**What you need to do**
Copy the data below exactly.

**Listing**
— Begin —
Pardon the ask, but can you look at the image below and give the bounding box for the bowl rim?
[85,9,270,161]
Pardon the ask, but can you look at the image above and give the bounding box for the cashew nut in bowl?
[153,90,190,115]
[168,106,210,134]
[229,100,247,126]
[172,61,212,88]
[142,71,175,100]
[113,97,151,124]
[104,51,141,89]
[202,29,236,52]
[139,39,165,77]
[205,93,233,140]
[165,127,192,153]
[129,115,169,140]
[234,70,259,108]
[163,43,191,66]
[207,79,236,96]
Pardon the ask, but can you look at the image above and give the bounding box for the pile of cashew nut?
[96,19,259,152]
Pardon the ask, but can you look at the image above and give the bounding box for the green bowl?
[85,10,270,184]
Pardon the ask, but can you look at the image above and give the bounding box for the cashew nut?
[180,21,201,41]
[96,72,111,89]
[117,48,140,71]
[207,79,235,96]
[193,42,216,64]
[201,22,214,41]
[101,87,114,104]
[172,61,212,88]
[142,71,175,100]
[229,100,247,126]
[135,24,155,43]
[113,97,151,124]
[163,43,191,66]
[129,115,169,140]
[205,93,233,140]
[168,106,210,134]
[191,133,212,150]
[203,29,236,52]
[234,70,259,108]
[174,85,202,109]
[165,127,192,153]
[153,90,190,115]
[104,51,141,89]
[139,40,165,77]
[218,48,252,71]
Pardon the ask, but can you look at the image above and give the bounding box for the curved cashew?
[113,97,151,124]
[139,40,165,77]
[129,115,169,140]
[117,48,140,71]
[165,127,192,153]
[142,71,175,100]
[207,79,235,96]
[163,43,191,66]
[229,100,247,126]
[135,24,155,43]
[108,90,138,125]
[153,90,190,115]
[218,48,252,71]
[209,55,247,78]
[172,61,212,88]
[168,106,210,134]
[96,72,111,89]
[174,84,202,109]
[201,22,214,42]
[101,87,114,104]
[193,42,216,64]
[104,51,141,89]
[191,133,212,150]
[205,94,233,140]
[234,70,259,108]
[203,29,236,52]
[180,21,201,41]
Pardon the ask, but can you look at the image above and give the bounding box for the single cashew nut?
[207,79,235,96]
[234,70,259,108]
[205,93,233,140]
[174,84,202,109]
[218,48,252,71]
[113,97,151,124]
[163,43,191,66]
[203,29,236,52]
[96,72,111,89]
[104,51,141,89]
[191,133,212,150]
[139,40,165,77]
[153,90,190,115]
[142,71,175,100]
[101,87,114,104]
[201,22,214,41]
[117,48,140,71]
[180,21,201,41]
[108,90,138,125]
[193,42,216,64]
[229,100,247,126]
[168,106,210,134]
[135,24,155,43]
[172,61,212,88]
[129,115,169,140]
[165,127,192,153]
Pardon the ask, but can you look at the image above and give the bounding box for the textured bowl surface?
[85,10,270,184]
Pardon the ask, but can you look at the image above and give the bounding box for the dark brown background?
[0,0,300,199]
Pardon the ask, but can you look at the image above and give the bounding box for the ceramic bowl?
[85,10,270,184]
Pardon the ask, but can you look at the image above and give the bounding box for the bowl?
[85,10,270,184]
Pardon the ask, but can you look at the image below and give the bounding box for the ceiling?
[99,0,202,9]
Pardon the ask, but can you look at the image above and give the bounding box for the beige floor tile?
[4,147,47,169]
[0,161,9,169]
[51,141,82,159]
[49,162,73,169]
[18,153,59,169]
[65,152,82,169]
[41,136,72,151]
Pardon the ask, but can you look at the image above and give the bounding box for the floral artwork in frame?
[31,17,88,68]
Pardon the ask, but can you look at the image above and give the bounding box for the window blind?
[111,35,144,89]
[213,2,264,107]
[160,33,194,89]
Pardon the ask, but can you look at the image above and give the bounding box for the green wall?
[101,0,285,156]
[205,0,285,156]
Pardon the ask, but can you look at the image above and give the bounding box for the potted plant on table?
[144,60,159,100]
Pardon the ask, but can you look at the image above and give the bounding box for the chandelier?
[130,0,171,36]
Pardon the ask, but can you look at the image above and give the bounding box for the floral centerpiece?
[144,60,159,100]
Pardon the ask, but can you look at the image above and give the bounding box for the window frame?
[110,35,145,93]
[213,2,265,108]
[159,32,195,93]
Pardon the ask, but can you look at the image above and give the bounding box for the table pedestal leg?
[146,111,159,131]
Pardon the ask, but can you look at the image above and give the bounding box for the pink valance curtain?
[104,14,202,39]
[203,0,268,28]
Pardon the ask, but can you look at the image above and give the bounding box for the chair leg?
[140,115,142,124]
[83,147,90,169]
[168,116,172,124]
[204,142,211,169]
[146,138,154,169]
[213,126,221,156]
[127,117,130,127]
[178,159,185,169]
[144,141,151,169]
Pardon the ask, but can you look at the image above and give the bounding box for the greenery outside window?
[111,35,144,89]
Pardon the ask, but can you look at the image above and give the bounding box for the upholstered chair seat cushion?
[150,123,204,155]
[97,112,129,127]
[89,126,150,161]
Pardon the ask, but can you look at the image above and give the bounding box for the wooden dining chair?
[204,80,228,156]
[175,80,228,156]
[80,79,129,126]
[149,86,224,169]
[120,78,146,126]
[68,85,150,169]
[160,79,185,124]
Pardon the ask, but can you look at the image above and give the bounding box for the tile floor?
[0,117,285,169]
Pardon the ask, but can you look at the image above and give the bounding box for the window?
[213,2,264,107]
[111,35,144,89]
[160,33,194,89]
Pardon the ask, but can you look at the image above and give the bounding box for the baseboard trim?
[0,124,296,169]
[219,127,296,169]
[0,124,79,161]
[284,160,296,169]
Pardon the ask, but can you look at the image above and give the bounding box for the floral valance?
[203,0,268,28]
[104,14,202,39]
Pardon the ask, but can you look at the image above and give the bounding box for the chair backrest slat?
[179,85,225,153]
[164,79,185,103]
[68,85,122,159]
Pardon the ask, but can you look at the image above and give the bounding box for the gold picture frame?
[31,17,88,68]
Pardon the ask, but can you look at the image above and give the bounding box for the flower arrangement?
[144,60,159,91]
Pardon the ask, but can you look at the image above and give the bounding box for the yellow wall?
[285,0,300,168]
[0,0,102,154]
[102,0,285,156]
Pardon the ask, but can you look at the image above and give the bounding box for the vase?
— End —
**Result for this exercise**
Pardon the ask, but can you look at the image below and give the bounding box for the bowl rim?
[85,9,270,161]
Pardon the ask, but can you look at the image above and give the bounding box for the cashew nut in bowl?
[153,90,190,115]
[168,106,210,134]
[229,100,247,126]
[172,61,212,88]
[142,71,175,100]
[113,97,151,124]
[104,51,141,89]
[202,29,236,52]
[139,39,165,77]
[205,93,233,140]
[165,127,192,153]
[129,115,169,140]
[234,70,259,108]
[163,43,191,66]
[207,79,236,96]
Pardon the ask, but can you look at the image above and give the bounding box for the pile of cashew nut?
[96,19,259,152]
Pardon the ask, but can you look at the image above and give the bounding box for the green bowl?
[85,10,270,184]
Pardon the ask, but can you look at the image above and give the bounding box for the cashew nut?
[180,21,201,41]
[96,72,111,89]
[117,48,140,71]
[207,79,235,96]
[193,42,216,64]
[201,22,214,41]
[101,87,114,104]
[172,61,212,88]
[142,71,175,100]
[229,100,247,126]
[135,24,155,43]
[113,97,151,124]
[163,43,191,66]
[129,115,169,140]
[205,93,233,140]
[168,106,210,134]
[191,133,212,150]
[203,29,236,52]
[234,70,259,108]
[174,85,202,109]
[165,127,192,153]
[153,90,190,115]
[104,51,141,89]
[139,40,165,77]
[218,48,252,71]
Pardon the ask, but can you look at the image above and give the bounding box for the curved cashew?
[113,97,151,124]
[139,40,165,77]
[129,115,169,140]
[117,48,140,71]
[165,127,192,153]
[142,71,175,100]
[207,79,235,96]
[163,43,191,66]
[229,100,247,126]
[135,24,155,43]
[108,90,138,125]
[153,90,190,115]
[218,48,252,71]
[209,55,247,78]
[172,61,212,88]
[168,106,210,134]
[96,72,111,89]
[174,84,202,109]
[201,22,214,42]
[101,87,114,104]
[193,42,216,64]
[104,51,141,89]
[191,133,212,150]
[205,94,233,140]
[234,70,259,108]
[203,29,236,52]
[180,21,201,41]
Pardon the ask, but can you look at the image above and give the bounding box for the single cashew nut?
[207,79,235,96]
[234,70,259,108]
[205,93,233,140]
[174,84,202,109]
[218,48,252,71]
[113,97,151,124]
[163,43,191,66]
[203,29,236,52]
[96,72,111,89]
[104,51,141,89]
[191,133,212,150]
[139,40,165,77]
[153,90,190,115]
[142,71,175,100]
[101,87,114,104]
[201,22,214,41]
[117,48,140,71]
[180,21,201,41]
[108,90,138,125]
[193,42,216,64]
[229,100,247,126]
[168,106,210,134]
[135,24,155,43]
[172,61,212,88]
[129,115,169,140]
[165,127,192,153]
Pardon the ask, but can you look at the image above and give the bounding box for the textured bowl surface?
[85,10,270,184]
Pardon the ask, but can you look at the image above and give the bounding box for the dark brown background?
[0,0,300,199]
Pardon the ask, but can you look at the image above and give the bounding box for the ceramic bowl?
[85,10,270,184]
Pardon the ask, but can you look at the image above and give the bounding box for the bowl?
[85,10,270,184]
Pardon the ask, but can you look at the image below and give the bounding box for the ceiling?
[99,0,202,9]
Pardon the ask, but can you look at the image above and give the bounding box for the beige floor tile?
[4,147,47,169]
[0,161,9,169]
[51,141,82,159]
[49,162,73,169]
[18,153,59,169]
[65,152,82,169]
[41,136,72,151]
Pardon the ask, but can you look at the image above and give the bounding box for the floral artwork in frame?
[31,17,88,68]
Pardon the ask, but can you look at the image above and give the bounding box for the window blind?
[111,35,144,89]
[213,2,264,107]
[160,33,194,89]
Pardon the ask, but can you look at the image above and give the bounding box for the green wall?
[101,0,285,156]
[205,0,285,156]
Pardon the ask, but can you look at the image above and give the bounding box for the potted plant on table?
[144,60,159,100]
Pardon the ask, but can you look at the image above and give the bounding box for the chandelier?
[130,0,171,36]
Pardon the ask, but can you look at the image above and give the bounding box for the floral centerpiece?
[144,60,159,100]
Pardon the ask, but can you look at the image above and give the bounding box for the window frame?
[110,35,145,93]
[213,2,265,108]
[159,32,195,93]
Pardon the ask, but can you look at the image above and give the bounding box for the table pedestal leg?
[146,111,159,131]
Pardon the ask, but can you look at the image above and give the bounding box for the pink valance curtain?
[104,14,202,39]
[203,0,268,28]
Pardon the ask, but can you look at the image above and give the bounding box for the chair leg?
[140,115,142,124]
[83,147,90,169]
[168,116,172,124]
[204,142,211,169]
[146,138,154,169]
[213,126,221,156]
[127,117,130,127]
[178,159,185,169]
[144,141,151,169]
Pardon the ask, but can you look at the image above and give the bounding box for the greenery outside window?
[111,35,144,89]
Pardon the ask, but can you look at the image above and give the bounding box for the upholstered chair seat cushion?
[150,123,204,155]
[97,112,129,127]
[89,126,150,161]
Pardon the ask, but can you look at the image above and give the bounding box for the wooden dining chair?
[204,80,228,156]
[175,80,228,156]
[80,79,129,126]
[149,86,224,169]
[120,78,146,126]
[68,85,150,169]
[160,79,185,124]
Pardon the ask, but can you look at the image above and give the bounding box for the tile floor?
[0,117,285,169]
Pardon the ask, but can you look at the image above and give the bounding box for the window?
[213,2,264,107]
[111,35,144,89]
[160,33,194,89]
Pardon the ask, but can you look at the image above and give the bounding box for the baseboard trim?
[0,124,296,169]
[219,127,296,169]
[0,124,79,161]
[284,160,296,169]
Pardon the ask, but can you look at the image above and give the bounding box for the floral valance?
[203,0,268,28]
[104,14,202,39]
Pardon the ask, but can you look at the image above and give the bounding box for the chair backrest slat?
[179,85,225,153]
[164,79,185,103]
[68,85,122,159]
Pardon the ask, but can you look at the image above and give the bounding box for the gold picture frame?
[31,17,88,68]
Pardon the ask, but can you look at the image above and give the bounding box for the flower arrangement?
[144,60,159,91]
Pardon the ask, but can you look at the image above and give the bounding box for the yellow wall?
[285,0,300,168]
[0,0,102,154]
[102,0,285,156]
Pardon the ask, but can you look at the image above and give the bounding box for the vase?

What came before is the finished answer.